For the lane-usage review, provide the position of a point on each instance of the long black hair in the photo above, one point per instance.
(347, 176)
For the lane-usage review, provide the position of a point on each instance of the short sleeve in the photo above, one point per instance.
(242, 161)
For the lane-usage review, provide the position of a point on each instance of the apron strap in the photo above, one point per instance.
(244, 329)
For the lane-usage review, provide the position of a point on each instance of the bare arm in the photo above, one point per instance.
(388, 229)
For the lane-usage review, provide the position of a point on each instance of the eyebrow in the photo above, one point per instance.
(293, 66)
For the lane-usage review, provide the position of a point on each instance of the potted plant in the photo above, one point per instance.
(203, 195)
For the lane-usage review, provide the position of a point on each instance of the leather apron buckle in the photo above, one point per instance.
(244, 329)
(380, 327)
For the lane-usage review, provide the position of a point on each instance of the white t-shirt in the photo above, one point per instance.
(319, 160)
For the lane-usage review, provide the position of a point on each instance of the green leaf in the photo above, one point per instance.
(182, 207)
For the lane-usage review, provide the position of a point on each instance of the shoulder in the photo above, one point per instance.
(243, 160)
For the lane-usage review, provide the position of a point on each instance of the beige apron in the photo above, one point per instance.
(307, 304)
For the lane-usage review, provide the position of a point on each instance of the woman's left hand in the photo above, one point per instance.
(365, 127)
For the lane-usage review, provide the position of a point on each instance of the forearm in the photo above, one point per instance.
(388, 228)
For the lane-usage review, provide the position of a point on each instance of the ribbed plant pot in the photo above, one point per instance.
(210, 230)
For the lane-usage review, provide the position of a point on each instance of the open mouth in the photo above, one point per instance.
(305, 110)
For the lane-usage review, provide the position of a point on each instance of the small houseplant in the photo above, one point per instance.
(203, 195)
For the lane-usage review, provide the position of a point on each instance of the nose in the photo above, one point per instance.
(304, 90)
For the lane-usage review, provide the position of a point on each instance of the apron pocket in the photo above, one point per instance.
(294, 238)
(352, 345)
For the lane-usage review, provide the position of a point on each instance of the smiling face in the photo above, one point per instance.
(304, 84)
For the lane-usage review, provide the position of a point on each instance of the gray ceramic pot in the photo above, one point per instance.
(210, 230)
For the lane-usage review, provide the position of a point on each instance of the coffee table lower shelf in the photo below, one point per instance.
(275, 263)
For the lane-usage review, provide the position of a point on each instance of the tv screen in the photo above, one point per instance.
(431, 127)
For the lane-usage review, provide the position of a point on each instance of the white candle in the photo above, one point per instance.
..............................
Repeat every record, keeping each word and mark exactly as it is.

For the lane-usage review, provide the position of a point on each instance of the long black hair in the photo above, one point per instance.
(347, 176)
For the lane-usage review, provide the position of a point on each instance of the short sleeve in the photo above, one point per instance.
(242, 161)
For the lane-usage review, provide the position of a point on each instance of the apron strap in the photo above, one point per instance.
(244, 329)
For the lane-usage review, provide the position of a point on each instance of the bare arm in the photo above, one point per instance.
(388, 229)
For the lane-usage review, provide the position of a point on each instance of the eyebrow in the photo above, one point per instance.
(293, 66)
For the lane-usage review, provide the position of a point on each instance of the potted plant in the photo above, one point per instance.
(203, 195)
For the lane-usage review, provide the position of a point on each instance of the leather apron buckle in the photo above, one point per instance.
(244, 329)
(380, 327)
For the lane-usage review, provide the position of a point on each instance of the white t-shirt in the photo above, one point per instance.
(319, 160)
For the lane-usage review, provide the position of a point on each instance of the green leaf in the photo above, one point per instance.
(182, 207)
For the lane-usage review, provide the position of a point on each instance of the shoulder in the photo above, one point per instance.
(243, 160)
For the lane-usage review, provide the position of a point on each instance of the beige apron in the photo above, one point per instance.
(307, 304)
For the lane-usage review, provide the position of a point on each instance of the woman's left hand in the photo above, one point per instance.
(365, 127)
For the lane-usage review, provide the position of a point on each instance of the forearm in the photo above, one point per instance.
(388, 228)
For the lane-usage review, provide the position of a point on each instance of the ribbed plant pot in the photo above, one point per instance.
(210, 230)
For the lane-usage review, provide the position of a point on each instance of the open mouth in the photo above, one point per instance.
(305, 110)
For the lane-usage review, provide the position of a point on each instance of the small houseplant in the photo above, one point per instance.
(203, 195)
For the lane-usage review, provide the position of a point on each instance of the nose in the photo above, one point per instance.
(304, 90)
For the lane-usage review, provide the position of a point on each instance of the apron pocket in the photo above, one point per instance.
(294, 238)
(352, 345)
For the lane-usage review, provide the position of a point on each instance of the smiling face in the photo above, one point per instance.
(304, 84)
For the lane-usage review, provide the position of a point on each instance of the gray ceramic pot in the photo above, one point per instance.
(210, 230)
For the lane-usage review, provide the position of a point on each instance of the coffee table lower shelf in the photo below, one point per instance.
(275, 263)
For the lane-usage review, provide the position of a point on each instance of the tv screen in the photo above, one point per instance.
(431, 127)
For the lane-usage review, provide the position of a point on each instance of the white candle in the photo above, one point per instance.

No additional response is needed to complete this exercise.